▶ _Problem to work on_: Only lines containing the word "negative" are needed; pull them out of the material.

▶ _Exercise data_:
* * * * * * *

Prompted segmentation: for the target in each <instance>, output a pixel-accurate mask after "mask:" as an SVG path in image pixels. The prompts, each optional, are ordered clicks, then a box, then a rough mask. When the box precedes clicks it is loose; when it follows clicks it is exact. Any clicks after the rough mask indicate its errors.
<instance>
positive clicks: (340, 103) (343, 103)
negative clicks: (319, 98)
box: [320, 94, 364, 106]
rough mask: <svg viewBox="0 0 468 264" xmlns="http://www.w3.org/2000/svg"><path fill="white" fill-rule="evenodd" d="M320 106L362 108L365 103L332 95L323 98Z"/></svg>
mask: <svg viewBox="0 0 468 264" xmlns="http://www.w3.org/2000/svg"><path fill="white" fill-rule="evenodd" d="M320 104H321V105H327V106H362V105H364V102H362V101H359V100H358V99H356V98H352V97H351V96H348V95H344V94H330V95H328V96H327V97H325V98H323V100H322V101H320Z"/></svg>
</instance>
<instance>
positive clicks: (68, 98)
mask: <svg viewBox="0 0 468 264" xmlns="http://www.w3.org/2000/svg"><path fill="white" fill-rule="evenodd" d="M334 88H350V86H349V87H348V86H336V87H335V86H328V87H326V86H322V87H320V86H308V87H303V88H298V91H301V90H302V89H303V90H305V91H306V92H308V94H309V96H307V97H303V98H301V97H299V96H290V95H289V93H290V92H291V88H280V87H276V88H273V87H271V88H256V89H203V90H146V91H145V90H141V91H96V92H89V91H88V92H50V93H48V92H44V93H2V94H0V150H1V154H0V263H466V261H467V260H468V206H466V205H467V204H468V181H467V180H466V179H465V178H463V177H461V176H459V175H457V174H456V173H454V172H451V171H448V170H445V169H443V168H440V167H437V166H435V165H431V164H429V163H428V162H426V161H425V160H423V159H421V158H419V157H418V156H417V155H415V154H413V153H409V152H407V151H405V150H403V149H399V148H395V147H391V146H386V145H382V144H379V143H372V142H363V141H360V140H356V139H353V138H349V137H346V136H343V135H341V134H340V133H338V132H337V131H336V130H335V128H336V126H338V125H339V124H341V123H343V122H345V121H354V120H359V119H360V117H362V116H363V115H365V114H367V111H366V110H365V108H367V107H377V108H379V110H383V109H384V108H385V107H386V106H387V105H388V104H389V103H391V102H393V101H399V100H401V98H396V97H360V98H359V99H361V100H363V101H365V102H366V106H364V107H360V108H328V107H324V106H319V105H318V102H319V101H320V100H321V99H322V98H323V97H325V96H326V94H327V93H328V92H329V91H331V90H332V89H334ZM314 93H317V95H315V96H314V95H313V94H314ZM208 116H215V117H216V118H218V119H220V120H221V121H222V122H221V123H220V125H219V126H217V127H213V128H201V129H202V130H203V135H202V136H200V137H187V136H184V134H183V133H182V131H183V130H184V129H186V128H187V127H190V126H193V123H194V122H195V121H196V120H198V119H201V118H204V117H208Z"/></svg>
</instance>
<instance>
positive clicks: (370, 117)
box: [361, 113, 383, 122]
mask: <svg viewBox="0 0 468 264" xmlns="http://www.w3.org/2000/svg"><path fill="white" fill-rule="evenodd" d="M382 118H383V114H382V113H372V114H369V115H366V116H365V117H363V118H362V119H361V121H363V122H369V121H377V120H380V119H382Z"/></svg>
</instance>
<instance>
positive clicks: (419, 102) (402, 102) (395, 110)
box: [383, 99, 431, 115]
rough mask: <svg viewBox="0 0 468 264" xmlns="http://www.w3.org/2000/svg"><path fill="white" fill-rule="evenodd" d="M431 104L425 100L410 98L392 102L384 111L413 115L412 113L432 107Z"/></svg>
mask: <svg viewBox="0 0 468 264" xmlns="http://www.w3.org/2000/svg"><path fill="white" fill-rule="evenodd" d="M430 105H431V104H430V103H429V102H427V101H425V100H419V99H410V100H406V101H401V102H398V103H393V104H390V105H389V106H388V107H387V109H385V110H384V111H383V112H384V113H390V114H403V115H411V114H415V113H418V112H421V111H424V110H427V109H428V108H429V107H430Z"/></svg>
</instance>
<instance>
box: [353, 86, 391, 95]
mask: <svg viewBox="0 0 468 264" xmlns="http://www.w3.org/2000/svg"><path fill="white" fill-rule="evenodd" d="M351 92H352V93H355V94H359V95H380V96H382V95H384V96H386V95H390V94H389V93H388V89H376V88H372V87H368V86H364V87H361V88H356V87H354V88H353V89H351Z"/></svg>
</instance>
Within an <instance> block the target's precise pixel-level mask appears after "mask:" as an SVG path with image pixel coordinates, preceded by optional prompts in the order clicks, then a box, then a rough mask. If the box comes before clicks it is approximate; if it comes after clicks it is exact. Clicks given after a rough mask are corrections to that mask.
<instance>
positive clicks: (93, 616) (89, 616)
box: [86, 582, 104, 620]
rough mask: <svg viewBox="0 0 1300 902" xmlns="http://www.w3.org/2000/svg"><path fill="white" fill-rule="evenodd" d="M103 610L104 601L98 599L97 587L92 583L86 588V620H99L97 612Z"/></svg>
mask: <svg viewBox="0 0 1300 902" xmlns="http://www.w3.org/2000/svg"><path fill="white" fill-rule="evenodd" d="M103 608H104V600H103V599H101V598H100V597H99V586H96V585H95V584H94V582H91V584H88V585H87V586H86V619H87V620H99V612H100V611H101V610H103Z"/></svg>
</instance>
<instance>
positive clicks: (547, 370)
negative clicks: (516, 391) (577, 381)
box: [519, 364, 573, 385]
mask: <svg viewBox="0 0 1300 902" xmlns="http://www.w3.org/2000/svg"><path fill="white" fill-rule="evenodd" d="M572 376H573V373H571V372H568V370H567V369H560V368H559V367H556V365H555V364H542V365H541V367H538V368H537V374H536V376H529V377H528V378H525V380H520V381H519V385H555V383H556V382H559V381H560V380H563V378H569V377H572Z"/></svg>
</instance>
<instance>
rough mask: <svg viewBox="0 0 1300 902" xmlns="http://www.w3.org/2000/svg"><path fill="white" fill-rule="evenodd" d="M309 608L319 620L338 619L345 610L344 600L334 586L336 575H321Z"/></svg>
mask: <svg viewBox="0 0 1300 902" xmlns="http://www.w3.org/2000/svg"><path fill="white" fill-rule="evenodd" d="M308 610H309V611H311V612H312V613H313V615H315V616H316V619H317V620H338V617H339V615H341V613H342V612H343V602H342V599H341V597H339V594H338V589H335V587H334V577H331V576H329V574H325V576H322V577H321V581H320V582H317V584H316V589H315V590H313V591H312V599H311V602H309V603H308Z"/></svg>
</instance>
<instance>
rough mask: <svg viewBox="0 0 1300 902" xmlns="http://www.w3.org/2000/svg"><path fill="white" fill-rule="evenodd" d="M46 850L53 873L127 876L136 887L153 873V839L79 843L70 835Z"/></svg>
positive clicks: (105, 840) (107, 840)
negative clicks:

* * * * * * *

▶ _Written solution_:
negative clicks: (319, 98)
negative clicks: (516, 391) (577, 381)
negative clicks:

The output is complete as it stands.